→ Work instruction
Repeat exactly the lines of the entries below from the one with "Target: bronze-winged jacana" through the one with "pin the woman, one dot per instance", both ends included, and nothing else.
== Data supplied ==
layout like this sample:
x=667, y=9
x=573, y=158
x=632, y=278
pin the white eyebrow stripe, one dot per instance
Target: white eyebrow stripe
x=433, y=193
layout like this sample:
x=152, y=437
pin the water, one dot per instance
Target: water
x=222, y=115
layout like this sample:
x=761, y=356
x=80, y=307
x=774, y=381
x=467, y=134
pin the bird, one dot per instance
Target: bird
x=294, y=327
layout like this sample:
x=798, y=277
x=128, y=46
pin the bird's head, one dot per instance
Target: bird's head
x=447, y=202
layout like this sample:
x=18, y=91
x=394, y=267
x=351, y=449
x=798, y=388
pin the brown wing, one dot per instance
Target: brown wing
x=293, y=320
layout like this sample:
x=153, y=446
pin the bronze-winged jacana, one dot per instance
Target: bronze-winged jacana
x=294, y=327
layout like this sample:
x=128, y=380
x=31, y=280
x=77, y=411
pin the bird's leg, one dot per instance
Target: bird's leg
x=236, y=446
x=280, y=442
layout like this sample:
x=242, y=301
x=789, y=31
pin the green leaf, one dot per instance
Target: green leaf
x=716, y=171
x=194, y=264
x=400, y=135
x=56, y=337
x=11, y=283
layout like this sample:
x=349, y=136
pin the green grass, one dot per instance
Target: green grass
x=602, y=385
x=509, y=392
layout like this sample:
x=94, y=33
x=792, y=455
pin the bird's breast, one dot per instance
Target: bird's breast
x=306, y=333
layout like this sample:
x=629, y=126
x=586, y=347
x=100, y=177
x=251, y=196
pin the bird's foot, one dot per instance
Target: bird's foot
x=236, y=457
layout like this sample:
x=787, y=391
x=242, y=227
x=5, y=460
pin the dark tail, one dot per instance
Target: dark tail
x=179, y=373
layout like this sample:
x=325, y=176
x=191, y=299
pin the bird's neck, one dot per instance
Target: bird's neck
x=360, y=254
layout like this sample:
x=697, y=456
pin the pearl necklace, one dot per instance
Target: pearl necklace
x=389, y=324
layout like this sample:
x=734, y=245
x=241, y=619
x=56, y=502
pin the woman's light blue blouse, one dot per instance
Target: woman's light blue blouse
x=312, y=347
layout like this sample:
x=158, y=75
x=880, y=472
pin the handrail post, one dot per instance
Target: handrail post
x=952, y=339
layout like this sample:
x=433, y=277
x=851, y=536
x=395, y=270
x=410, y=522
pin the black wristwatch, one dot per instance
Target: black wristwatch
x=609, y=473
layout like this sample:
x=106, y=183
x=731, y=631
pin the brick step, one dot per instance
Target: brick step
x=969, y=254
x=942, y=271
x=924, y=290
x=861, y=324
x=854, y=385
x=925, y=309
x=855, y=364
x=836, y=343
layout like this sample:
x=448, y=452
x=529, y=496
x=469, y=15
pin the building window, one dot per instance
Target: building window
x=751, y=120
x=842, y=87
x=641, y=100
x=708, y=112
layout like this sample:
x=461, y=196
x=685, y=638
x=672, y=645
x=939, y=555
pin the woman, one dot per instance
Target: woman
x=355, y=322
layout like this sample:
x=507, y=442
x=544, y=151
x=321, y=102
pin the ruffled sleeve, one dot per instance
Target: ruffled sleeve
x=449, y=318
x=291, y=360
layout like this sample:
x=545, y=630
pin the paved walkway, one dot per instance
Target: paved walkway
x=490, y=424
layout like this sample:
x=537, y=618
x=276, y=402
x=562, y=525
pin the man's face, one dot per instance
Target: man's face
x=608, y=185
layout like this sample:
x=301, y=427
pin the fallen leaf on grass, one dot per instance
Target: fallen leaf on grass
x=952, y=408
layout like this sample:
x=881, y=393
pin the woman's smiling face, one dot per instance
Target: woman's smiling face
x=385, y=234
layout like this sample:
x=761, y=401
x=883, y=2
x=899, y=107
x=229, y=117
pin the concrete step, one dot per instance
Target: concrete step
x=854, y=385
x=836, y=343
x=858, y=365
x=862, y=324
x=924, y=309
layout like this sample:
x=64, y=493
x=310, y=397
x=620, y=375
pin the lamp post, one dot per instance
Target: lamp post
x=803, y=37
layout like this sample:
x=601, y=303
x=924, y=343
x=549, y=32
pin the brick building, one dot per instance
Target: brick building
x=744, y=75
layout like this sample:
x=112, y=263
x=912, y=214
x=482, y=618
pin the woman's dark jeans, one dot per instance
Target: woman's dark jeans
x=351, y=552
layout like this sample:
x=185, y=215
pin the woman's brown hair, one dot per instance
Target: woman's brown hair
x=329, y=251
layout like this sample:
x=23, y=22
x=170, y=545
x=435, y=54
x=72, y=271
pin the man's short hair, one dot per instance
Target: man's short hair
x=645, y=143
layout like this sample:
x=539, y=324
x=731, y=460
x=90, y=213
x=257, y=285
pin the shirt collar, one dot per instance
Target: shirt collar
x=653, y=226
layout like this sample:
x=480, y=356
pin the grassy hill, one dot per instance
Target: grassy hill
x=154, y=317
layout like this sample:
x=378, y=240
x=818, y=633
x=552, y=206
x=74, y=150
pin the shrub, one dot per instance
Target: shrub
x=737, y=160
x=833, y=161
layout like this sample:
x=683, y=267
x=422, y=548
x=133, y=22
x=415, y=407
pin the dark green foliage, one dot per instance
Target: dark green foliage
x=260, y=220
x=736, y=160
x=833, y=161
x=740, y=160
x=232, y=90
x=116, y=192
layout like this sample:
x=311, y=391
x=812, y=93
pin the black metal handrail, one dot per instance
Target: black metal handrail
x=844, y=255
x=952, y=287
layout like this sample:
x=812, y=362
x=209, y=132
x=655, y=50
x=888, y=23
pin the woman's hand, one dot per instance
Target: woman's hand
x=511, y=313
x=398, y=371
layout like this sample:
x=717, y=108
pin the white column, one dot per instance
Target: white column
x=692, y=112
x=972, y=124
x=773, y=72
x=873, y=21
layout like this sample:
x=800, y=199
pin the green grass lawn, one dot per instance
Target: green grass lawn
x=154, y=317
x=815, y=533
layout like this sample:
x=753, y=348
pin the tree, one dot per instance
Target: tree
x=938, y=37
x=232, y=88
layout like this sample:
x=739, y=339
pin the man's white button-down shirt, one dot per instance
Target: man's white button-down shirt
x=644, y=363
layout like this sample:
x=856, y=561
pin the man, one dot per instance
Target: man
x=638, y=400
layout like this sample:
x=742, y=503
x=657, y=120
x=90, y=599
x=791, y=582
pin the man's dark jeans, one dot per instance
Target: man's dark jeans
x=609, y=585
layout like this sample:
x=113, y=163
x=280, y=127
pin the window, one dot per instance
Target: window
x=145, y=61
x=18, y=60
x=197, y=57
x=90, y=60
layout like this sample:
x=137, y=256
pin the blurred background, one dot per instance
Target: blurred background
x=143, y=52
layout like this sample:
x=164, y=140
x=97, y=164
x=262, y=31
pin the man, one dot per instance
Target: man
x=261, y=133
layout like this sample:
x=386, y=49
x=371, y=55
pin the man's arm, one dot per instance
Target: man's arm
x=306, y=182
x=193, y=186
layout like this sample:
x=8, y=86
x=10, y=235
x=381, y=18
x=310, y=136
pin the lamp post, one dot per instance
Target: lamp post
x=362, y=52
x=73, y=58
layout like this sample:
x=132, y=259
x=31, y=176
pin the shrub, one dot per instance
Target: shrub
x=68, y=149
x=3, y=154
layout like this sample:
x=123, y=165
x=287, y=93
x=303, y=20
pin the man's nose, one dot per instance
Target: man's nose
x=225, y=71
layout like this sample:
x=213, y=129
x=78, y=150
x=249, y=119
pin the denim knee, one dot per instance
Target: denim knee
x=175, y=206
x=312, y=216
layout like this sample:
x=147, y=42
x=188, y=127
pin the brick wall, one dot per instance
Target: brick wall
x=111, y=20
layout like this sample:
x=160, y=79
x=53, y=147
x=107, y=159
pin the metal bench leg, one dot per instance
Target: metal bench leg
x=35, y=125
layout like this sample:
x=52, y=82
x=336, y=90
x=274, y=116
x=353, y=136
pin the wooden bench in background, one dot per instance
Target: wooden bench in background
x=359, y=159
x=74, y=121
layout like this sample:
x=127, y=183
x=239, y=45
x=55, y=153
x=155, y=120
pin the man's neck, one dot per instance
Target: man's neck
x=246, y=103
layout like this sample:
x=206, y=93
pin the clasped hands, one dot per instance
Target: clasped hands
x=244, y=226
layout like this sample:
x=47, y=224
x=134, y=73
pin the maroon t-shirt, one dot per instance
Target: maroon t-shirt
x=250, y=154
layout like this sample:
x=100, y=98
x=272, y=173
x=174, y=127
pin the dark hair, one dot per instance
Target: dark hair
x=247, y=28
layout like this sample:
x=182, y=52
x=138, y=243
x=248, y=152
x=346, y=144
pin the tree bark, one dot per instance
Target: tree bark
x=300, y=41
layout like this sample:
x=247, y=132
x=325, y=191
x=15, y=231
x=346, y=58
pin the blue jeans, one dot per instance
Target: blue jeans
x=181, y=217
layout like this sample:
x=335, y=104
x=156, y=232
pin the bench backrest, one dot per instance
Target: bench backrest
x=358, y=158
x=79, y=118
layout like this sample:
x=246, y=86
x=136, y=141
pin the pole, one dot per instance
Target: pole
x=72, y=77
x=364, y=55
===
→ Solution below
Target: bronze-winged jacana
x=294, y=327
layout like this sample:
x=128, y=380
x=31, y=280
x=77, y=411
pin the bird's leg, one dot per instance
Target: bird's leg
x=236, y=446
x=280, y=442
layout like this sample:
x=242, y=301
x=789, y=31
pin the green leaf, one dot per instance
Target: green leaf
x=716, y=171
x=194, y=264
x=400, y=135
x=56, y=337
x=11, y=283
layout like this sample:
x=349, y=136
pin the green grass, one dot per instance
Target: green grass
x=602, y=385
x=509, y=392
layout like this sample:
x=94, y=33
x=792, y=455
pin the bird's breast, one dot per instance
Target: bird's breast
x=306, y=333
layout like this sample:
x=629, y=126
x=586, y=347
x=100, y=177
x=251, y=196
pin the bird's foot, one dot per instance
Target: bird's foot
x=236, y=457
layout like this sample:
x=787, y=391
x=242, y=227
x=5, y=460
pin the dark tail, one dot per instance
Target: dark tail
x=179, y=373
layout like this sample:
x=325, y=176
x=191, y=299
pin the bird's neck, one dot per instance
Target: bird's neck
x=360, y=254
layout like this sample:
x=697, y=456
pin the pearl necklace, one dot per instance
Target: pearl necklace
x=389, y=324
layout like this sample:
x=734, y=245
x=241, y=619
x=56, y=502
pin the woman's light blue blouse, one dot per instance
Target: woman's light blue blouse
x=312, y=347
layout like this sample:
x=158, y=75
x=880, y=472
pin the handrail post, one dot per instance
Target: handrail post
x=952, y=339
layout like this sample:
x=433, y=277
x=851, y=536
x=395, y=270
x=410, y=522
pin the black wristwatch, one dot per instance
Target: black wristwatch
x=609, y=473
layout like this sample:
x=106, y=183
x=731, y=631
pin the brick step, one dot per instance
Target: brick step
x=969, y=254
x=942, y=271
x=924, y=290
x=861, y=324
x=854, y=385
x=925, y=309
x=855, y=364
x=836, y=343
layout like this sample:
x=448, y=452
x=529, y=496
x=469, y=15
pin the building window, one dot per instance
Target: building window
x=751, y=120
x=842, y=87
x=641, y=100
x=708, y=112
layout like this sample:
x=461, y=196
x=685, y=638
x=672, y=645
x=939, y=555
pin the woman, one dot per instance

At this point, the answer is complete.